(Beginning of Page excerpt)

AFP

Don't stop me from playing cricket: Shoaib

Shoaib Akhtar has once again pleaded innocence in the doping scandal, saying one, or a combination, of the nutrition supplements he has been taking could have caused the Nandrolone levels to go up.

09-Nov-2006


Shoaib continues to maintain he has done nothing wrong © Getty Images
Shoaib Akhtar has once again pleaded innocence in the doping scandal, saying one or a combination of the nutrition supplements he has been taking could have caused the Nandrolone levels to go up. He also argued that the supplements were not banned, hence his ban be overturned.
Shoaib was banned for two years from all cricket on November 1 by a Pakistan Cricket Board tribunal after testing positive in an internal doping test conducted by the Pakistan team just before the Champions Trophy.
"I maintain I have done nothing wrong," Shoaib told AFP. "Don't stop me from playing cricket; my whole career is at stake."
He said he had told the tribunal that they should ban the supplements, which are available in the market before they ban him.
Shoaib has lodged an appeal, which will be heard by a committee comprising of former judge Justice Fakhruddin Ibrahim, former Test player Haseeb Ahsan, and doping expert Dr Danish Zaheer.
"The nutritional supplements like Promax-50 and Nitron-5 are not banned even in World Anti-Doping Agency (WADA) list and I don't know if they have produced Nandrolone in my body," Shoaib said. He said the doping expert Dr Abbas Rizvi had told the tribunal as much.
Shoaib had undergone twin knee operations in February this year and had missed Pakistan's tour of Sri Lanka and Test series in England due to recurrence of an ankle injury. "They should have considered my medical condition; I have gone through dozens of operations and have taken hundreds of medicines to heal up injuries. I am not a doctor and don't know much about medicines.

(End of Page excerpt)
(Beginning of Available data)

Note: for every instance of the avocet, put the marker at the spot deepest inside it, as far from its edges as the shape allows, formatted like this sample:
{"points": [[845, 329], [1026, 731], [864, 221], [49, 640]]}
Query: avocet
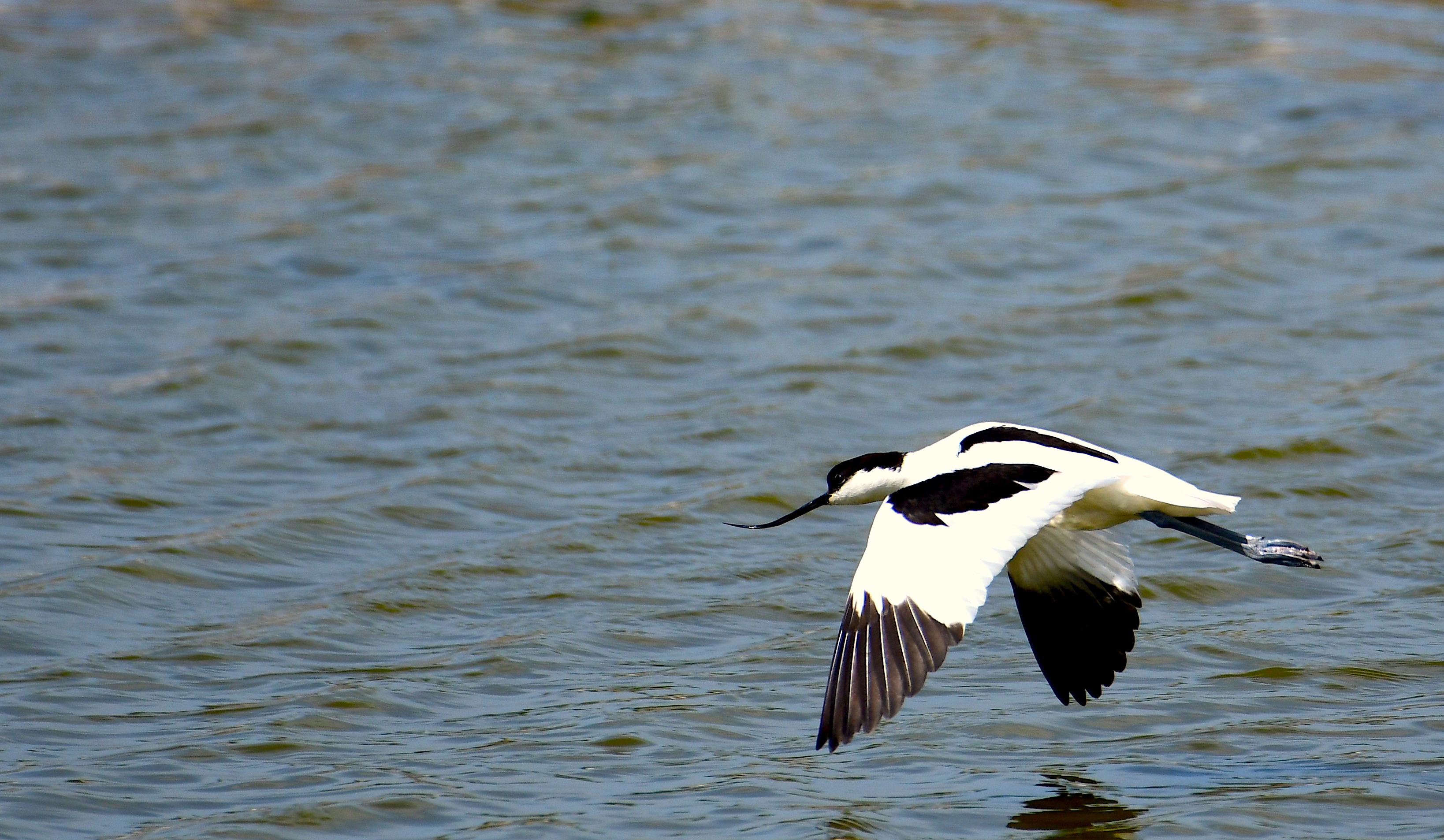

(End of Available data)

• [Directions for this task] Continue the news report on Shoaib Akhtar's doping ban from the point where it stops. The material has nothing to do with the news report on Shoaib Akhtar.

• [Solved exercise]
"There are certain herbal medicines that are not banned and I have been taking them. Greg Rusedski was cleared even though his levels of Nandrolone were higher than mine," said Shoaib, who had been tested twice in the past. Rusedski, the British tennis player, had been cleared after testing positive for Nandrolone in 2004.
Shoaib said there was very little awareness about doping in Pakistan cricket. He had attended just one doping seminar conducted by the PCB in 2002. "The seminar merely told us how to give urine samples, how to close the bottle carrying samples and it did not tell anything about what we have to take and what we can't. Since 2002 a lot of new nutritional supplements have been introduced and are available in the market."
As for the allegation by a team official that Shoaib had slapped coach Bob Woolmer during Champions Trophy in India, the fast bowler said it was all rubbish. "I am already down with doping case. This is a rubbish and baseless story, I can never think of misbehaving with my elders and this is an attempt to gain cheap publicity," he said.